START Text block

Composite Coatings for Liquid Repellency: From Formulations to Applications

Wetting phenomena is observable in everyday commercial products and has been studied extensively for centuries. Extreme wetting phenomena (super repellency or super wettability), however, has come to light in the past decade and researchers have explored countless ways of making artificial surfaces that mimic the behavior of several naturally-occurring, extreme-wettability surfaces, such as the Lotus leaf, rose petal, butterfly wings, etc. Many works have looked into explaining the fundamental nature or behavior of these surfaces, and what liquid management problems these surfaces offer potential solutions to. In general, man-made liquid-repellent surfaces are created by artificially modulating the surface chemistry and surface roughness of a substrate (low surface energy and multi-scale surface roughness) through a variety of techniques, such as laser-ablation, chemical etching, ultraviolet radiation (UV) treatment, chemical functionalization, or coating processes. Regardless of how these extreme-wettability surfaces are made, they have a unique ability to solve engineering problems (e.g. drag reduction, promoting corrosion resistance, enhancing condensation, etc.) in ways that are not possible by using traditional methods. Additionally, researchers have found ways of making man-made surfaces that feature spatially-patterned regions of varying wettability (a.k.a. wettability-patterned surfaces) to aid in solving even more complex engineering problems, such as microfluidic tasks and point-of-care (POC) diagnostics. The focus of this dissertation is to present simple ways of making composite coatings from various materials to demonstrate repellency to a variety of liquids. Material selection and processing methods for several coating formulations are presented along with their potential for solving real-world engineering problems. Various experimental techniques (e.g. contact angle measurements, physicochemical methods) are used to characterize each of the coatings and to explain the underlying working mechanisms of each material system. This research offers insight into fundamental aspects of extreme surface wettability, and guidance on how to tailor a material system through appropriate material selection and processing techniques best suited for a variety of liquid handling applications.

END Text block
START Extracted records

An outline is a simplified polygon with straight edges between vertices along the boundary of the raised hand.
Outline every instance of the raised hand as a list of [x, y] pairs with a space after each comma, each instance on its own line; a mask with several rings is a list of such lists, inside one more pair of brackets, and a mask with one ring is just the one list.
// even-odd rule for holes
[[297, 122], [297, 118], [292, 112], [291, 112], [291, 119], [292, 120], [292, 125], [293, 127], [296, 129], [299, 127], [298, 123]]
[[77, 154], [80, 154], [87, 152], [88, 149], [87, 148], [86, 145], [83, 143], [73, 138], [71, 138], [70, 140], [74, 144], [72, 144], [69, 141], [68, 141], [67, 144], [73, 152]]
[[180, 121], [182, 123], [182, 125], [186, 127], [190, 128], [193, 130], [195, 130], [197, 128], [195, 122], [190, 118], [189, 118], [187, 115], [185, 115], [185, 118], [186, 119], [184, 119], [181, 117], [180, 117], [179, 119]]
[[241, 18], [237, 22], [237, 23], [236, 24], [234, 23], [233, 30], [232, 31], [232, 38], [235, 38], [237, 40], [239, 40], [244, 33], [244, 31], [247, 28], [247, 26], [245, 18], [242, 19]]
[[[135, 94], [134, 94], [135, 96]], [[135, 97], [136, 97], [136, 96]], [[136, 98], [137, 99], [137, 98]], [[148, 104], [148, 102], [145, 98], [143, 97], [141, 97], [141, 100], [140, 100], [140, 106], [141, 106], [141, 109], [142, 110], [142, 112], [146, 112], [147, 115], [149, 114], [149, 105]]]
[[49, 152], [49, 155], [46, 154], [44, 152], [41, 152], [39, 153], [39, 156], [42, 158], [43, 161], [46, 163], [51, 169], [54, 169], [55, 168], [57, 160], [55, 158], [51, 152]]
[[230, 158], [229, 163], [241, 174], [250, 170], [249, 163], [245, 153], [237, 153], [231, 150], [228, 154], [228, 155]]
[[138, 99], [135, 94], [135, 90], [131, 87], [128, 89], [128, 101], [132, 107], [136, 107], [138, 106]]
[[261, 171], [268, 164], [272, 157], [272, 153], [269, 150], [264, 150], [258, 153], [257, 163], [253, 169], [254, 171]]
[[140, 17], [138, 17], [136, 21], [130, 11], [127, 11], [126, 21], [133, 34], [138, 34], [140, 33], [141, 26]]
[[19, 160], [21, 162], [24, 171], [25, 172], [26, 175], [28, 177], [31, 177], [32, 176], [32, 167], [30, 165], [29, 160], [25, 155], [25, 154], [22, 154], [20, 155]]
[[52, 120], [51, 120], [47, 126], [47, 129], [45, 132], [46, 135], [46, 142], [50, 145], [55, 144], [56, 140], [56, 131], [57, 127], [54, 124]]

END Extracted records

**Task:**
In the abstract on liquid-repellent coatings above, which two experimental techniques are given as examples for characterizing the coatings?

**Written answer:**
Contact angle measurements and physicochemical methods.